■ EXERCISE INSTRUCTIONS:
Every line of the material below needs to be written out exactly, please.

★ ★ ★

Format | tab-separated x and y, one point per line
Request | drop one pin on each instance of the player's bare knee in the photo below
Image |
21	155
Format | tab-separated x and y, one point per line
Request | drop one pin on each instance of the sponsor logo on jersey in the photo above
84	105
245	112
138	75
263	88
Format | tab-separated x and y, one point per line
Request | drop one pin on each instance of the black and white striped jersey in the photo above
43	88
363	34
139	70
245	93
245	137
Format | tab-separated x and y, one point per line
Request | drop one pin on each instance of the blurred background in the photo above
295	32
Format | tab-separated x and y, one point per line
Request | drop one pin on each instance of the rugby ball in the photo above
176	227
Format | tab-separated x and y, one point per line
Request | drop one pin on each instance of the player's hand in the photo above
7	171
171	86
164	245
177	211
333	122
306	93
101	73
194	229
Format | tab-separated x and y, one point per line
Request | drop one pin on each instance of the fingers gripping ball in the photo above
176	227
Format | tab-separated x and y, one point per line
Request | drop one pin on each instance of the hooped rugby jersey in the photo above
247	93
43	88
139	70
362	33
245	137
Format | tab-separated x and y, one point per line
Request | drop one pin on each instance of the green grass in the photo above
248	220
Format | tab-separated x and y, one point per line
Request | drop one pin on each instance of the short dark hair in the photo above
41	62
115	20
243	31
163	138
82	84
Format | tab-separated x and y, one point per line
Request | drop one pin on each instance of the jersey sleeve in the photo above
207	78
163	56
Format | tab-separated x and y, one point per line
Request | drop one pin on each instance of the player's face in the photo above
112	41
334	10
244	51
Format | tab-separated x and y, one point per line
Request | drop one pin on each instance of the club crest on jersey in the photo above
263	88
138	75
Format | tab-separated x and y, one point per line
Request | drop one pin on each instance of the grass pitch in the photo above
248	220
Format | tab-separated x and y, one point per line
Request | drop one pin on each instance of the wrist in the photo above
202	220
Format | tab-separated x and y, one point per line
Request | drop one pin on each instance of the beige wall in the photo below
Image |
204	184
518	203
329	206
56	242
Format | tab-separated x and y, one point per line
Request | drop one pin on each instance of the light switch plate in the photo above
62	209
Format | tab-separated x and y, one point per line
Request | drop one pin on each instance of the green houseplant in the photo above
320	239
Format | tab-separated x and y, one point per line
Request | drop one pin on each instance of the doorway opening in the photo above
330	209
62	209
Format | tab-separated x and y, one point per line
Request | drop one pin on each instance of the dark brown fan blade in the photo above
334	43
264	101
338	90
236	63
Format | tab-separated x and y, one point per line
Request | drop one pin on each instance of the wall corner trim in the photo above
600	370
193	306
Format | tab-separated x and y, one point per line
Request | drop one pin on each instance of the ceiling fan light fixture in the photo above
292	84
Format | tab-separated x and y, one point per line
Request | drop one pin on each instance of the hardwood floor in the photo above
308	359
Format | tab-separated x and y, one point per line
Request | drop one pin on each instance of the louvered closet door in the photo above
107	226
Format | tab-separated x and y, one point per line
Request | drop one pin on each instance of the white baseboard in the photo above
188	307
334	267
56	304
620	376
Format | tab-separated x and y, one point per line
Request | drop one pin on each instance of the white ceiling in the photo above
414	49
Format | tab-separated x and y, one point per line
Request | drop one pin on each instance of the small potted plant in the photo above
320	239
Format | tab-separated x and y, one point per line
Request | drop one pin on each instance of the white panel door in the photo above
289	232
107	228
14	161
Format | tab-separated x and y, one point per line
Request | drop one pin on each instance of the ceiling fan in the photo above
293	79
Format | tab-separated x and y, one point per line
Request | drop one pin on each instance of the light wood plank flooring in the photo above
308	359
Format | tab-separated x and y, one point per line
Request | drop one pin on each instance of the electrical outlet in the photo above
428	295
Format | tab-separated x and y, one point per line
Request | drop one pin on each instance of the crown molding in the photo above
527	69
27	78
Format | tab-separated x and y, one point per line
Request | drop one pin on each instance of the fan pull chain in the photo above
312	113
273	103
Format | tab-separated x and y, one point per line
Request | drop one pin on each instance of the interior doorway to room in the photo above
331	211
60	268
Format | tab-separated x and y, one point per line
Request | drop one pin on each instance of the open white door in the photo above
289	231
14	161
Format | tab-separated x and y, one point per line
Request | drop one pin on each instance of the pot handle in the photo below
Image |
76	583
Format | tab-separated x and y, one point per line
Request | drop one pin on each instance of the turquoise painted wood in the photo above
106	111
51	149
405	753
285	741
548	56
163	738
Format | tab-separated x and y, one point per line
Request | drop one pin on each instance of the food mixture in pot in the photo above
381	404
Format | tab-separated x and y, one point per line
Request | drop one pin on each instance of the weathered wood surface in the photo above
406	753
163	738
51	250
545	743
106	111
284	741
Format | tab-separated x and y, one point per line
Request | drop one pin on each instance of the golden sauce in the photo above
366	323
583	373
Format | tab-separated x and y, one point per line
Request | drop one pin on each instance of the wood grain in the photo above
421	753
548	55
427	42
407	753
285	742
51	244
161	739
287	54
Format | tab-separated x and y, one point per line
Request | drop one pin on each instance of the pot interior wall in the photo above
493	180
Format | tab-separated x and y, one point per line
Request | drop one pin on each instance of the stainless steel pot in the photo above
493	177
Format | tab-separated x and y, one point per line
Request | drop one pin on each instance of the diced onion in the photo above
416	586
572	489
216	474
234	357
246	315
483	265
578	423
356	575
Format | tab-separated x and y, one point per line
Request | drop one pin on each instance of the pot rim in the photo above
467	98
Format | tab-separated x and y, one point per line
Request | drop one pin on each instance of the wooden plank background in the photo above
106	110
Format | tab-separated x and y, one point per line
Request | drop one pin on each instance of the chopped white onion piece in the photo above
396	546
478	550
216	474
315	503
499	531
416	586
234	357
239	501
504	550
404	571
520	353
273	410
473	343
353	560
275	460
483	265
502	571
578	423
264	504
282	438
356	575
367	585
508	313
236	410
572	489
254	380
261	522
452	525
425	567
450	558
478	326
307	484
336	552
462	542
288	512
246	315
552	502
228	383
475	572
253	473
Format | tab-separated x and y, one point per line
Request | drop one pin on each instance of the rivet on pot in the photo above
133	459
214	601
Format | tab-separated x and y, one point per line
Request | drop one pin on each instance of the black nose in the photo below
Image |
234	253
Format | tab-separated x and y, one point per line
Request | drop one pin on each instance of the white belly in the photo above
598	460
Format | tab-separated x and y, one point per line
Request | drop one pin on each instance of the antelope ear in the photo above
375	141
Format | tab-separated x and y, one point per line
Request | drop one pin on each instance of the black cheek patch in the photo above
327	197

★ ★ ★

■ RESPONSE:
Format | tab-separated x and y, one point per line
Request | drop one pin on each instance of the player's bare knee in the photo below
Image |
21	155
Format | tab-separated x and y, one point per line
Request | drop one pin on each instance of the sponsor logo on jersey in the photo above
84	105
245	112
138	75
263	88
Format | tab-separated x and y, one point per line
Request | drop one pin on each instance of the black and white striped jersey in the photo above
43	88
363	34
139	70
245	93
245	137
Format | tab-separated x and y, one point per line
Request | drop one pin on each instance of the blurred background in the photo above
295	32
Format | tab-separated x and y, one point per line
Request | drop one pin on each instance of the rugby ball in the photo above
176	227
Format | tab-separated x and y, one point per line
Request | drop one pin on each instance of the player's hand in the photo above
7	171
171	86
164	245
177	211
333	122
306	93
101	73
194	229
Format | tab-separated x and y, one point per line
Request | drop one pin on each instance of the fingers gripping ball in the photo above
176	227
Format | tab-separated x and y, one point per line
Request | drop one pin on each instance of the hooped rugby jersey in the photo above
247	93
43	88
139	70
362	33
245	137
Format | tab-separated x and y, one point per line
Request | drop one pin on each instance of the green grass in the photo above
248	220
Format | tab-separated x and y, one point per line
Request | drop one pin on each instance of the short dark hair in the photo above
41	62
115	20
243	31
163	138
82	84
Format | tab-separated x and y, one point per line
Request | drop one pin on each instance of the jersey sleeve in the photo above
207	78
163	56
Format | tab-separated x and y, one point per line
Request | drop one pin on each instance of the player's face in the photo above
112	41
334	10
244	51
Format | tab-separated x and y, one point per line
Request | drop one pin on each instance of the club crest on jersey in the photo above
263	88
138	75
Format | tab-separated x and y, one point per line
Request | drop one pin on each instance of the grass pitch in the photo above
248	220
Format | tab-separated x and y, one point per line
Request | drop one pin on each instance of the wrist in the photo above
202	220
Format | tab-separated x and y, one point per line
Request | drop one pin on each instance of the beige wall in the photo below
Image |
204	184
518	203
329	206
56	242
Format | tab-separated x and y, one point per line
Request | drop one pin on each instance of the light switch plate in the photo above
62	209
Format | tab-separated x and y, one point per line
Request | drop one pin on each instance of the green houseplant in the photo above
320	239
Format | tab-separated x and y, one point per line
Request | drop one pin on each instance of the doorway opening in the photo above
330	209
62	209
Format | tab-separated x and y, one point per line
Request | drop one pin on each instance of the dark brown fan blade in the photo above
334	43
264	101
338	90
236	63
Format | tab-separated x and y, one point per line
Request | drop one pin on each instance of the wall corner trim in the photo above
600	370
193	306
Format | tab-separated x and y, one point per line
Request | drop one pin on each instance of the ceiling fan light fixture in the photo above
292	84
Format | tab-separated x and y, one point per line
Request | drop one pin on each instance of the hardwood floor in the photo above
308	359
Format | tab-separated x and y, one point per line
Request | drop one pin on each instance of the louvered closet door in the photo above
107	226
Format | tab-separated x and y, one point per line
Request | drop one pin on each instance of the white baseboard in the photo above
188	307
334	267
56	304
620	376
Format | tab-separated x and y, one point per line
Request | drop one pin on each instance of the white ceiling in the photo above
414	49
Format | tab-separated x and y, one point per line
Request | drop one pin on each instance of the small potted plant in the photo above
320	239
Format | tab-separated x and y, one point per line
Request | drop one pin on each instance of the white panel door in the photo above
289	232
107	228
14	161
Format | tab-separated x and y, one point per line
Request | drop one pin on each instance of the ceiling fan in the photo above
293	79
Format | tab-separated x and y, one point per line
Request | drop one pin on each instance of the light wood plank flooring in the photo above
308	359
Format | tab-separated x and y, one point per line
Request | drop one pin on each instance of the electrical outlet in the photo above
428	295
Format | tab-separated x and y, one point per line
Request | drop one pin on each instance of the crown molding in the photo above
527	69
27	78
Format | tab-separated x and y, one point per line
Request | drop one pin on each instance of the fan pull chain in the photo above
312	113
273	103
Format | tab-separated x and y, one point per line
Request | drop one pin on each instance of the interior doorway to room in the photo above
331	211
60	268
Format | tab-separated x and y, one point per line
Request | drop one pin on each instance of the open white door in the photo above
289	231
14	161
Format | tab-separated x and y, one point per line
Request | drop one pin on each instance of the pot handle in the photo below
Image |
76	583
Format | tab-separated x and y, one point per line
Request | drop one pin on each instance of the turquoise painted wood in the photo above
106	111
51	149
405	753
285	741
548	56
163	738
Format | tab-separated x and y, one point per line
Request | drop one pin on each instance of the food mixture in pot in the photo above
381	404
Format | tab-separated x and y, one point per line
Request | drop one pin on each instance of the weathered wood surface in the photo above
406	753
163	738
51	250
545	743
106	111
284	741
Format | tab-separated x and y, one point per line
Request | drop one pin on each instance of the golden sauce in the photo above
366	323
583	373
Format | tab-separated x and y, one point per line
Request | drop one pin on each instance of the wood grain in the photo above
421	753
548	55
427	42
407	753
285	742
51	244
161	739
287	54
Format | tab-separated x and y, one point per line
Request | drop one pin on each instance of the pot interior wall in the photo above
493	180
Format | tab-separated x and y, one point per line
Request | drop one pin on each instance of the stainless steel pot in the photo above
493	177
Format | tab-separated x and y, one point per line
Request | drop one pin on each instance of the diced onion in the photo above
416	586
572	489
216	474
234	357
246	315
483	265
578	423
356	575
Format | tab-separated x and y, one point per line
Request | drop one pin on each instance of the pot rim in the photo above
467	98
Format | tab-separated x and y, one point per line
Request | drop one pin on each instance of the wooden plank background in the photo above
106	110
Format | tab-separated x and y, one point per line
Request | drop one pin on each instance of the chopped white onion piece in the photo above
396	546
478	550
216	474
315	503
499	531
416	586
234	357
239	501
504	550
404	571
520	353
273	410
473	343
353	560
275	460
483	265
502	571
578	423
264	504
282	438
356	575
367	585
508	313
236	410
572	489
254	380
261	522
452	525
425	567
450	558
478	326
307	484
336	552
462	542
288	512
246	315
552	502
228	383
475	572
253	473
Format | tab-separated x and y, one point per line
Request | drop one pin on each instance of the rivet on pot in the photo above
133	459
214	601
Format | tab-separated x and y, one point per line
Request | drop one pin on each instance of the black nose in the photo below
Image |
234	253
Format | tab-separated x and y, one point per line
Request | drop one pin on each instance of the white belly in the photo above
598	460
Format | tab-separated x and y, one point per line
Request | drop one pin on each instance of the antelope ear in the photo above
375	141
Format | tab-separated x and y, one point per line
Request | drop one pin on each instance of the black cheek patch in the photo above
327	197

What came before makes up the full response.